(Stored dataset items)
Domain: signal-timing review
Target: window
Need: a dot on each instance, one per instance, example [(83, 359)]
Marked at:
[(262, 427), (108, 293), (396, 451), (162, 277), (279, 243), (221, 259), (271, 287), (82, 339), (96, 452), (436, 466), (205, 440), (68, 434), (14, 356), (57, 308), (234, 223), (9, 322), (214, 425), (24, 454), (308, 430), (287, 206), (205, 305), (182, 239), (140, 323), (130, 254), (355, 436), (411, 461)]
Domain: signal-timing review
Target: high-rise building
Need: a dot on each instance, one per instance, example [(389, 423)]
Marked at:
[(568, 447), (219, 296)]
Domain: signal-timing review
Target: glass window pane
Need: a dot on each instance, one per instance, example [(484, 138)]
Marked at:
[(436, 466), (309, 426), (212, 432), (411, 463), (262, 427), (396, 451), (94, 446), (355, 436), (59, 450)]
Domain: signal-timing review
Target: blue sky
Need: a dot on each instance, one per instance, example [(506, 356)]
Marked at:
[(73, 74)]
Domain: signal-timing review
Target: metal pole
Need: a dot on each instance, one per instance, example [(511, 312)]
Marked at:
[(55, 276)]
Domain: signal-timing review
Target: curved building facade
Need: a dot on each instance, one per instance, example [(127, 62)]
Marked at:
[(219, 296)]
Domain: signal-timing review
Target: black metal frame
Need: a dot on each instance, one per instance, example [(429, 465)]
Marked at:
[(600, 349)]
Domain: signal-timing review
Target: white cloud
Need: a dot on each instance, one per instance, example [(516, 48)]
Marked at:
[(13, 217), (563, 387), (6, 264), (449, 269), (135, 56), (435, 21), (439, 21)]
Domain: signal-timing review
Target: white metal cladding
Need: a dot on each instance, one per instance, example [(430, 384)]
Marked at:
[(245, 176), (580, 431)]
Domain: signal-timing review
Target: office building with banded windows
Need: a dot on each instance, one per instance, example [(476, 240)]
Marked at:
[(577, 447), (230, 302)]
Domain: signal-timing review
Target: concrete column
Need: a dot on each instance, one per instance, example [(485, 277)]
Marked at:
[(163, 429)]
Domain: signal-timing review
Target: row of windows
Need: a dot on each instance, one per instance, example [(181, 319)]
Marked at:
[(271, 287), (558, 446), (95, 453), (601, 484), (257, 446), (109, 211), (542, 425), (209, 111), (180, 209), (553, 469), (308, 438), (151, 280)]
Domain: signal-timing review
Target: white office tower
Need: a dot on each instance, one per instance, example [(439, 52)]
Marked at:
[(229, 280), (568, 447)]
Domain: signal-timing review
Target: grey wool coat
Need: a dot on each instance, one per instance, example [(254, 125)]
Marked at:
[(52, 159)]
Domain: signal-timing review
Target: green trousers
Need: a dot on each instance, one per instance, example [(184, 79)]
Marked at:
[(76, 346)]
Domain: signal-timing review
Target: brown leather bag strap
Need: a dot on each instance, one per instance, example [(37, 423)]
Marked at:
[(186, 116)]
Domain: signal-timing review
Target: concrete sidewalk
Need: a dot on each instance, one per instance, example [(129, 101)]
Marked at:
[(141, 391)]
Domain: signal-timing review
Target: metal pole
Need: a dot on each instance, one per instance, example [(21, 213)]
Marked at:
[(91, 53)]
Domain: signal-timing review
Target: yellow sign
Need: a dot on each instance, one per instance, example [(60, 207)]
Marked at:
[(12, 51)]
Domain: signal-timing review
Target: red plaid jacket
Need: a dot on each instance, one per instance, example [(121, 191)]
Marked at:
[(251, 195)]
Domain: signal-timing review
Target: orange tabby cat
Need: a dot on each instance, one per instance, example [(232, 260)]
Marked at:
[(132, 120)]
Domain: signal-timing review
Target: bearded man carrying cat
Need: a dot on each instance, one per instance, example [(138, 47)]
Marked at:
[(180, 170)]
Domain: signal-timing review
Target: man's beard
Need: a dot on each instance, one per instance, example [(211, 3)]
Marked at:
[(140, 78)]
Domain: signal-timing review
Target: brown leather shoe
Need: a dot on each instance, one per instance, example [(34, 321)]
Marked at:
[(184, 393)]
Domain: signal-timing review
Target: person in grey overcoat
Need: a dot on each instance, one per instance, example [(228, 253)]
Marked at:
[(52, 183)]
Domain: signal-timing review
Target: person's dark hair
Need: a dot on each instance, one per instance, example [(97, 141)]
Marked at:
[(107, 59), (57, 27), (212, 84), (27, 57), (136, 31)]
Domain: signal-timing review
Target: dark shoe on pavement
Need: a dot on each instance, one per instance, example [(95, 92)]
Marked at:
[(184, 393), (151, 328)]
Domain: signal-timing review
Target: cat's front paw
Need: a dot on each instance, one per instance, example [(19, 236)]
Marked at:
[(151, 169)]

▸ Work request
Take every line from the data that contains the word "white".

▸ Solution to this problem
Target: white cloud
Target: white metal cladding
Target: white office tower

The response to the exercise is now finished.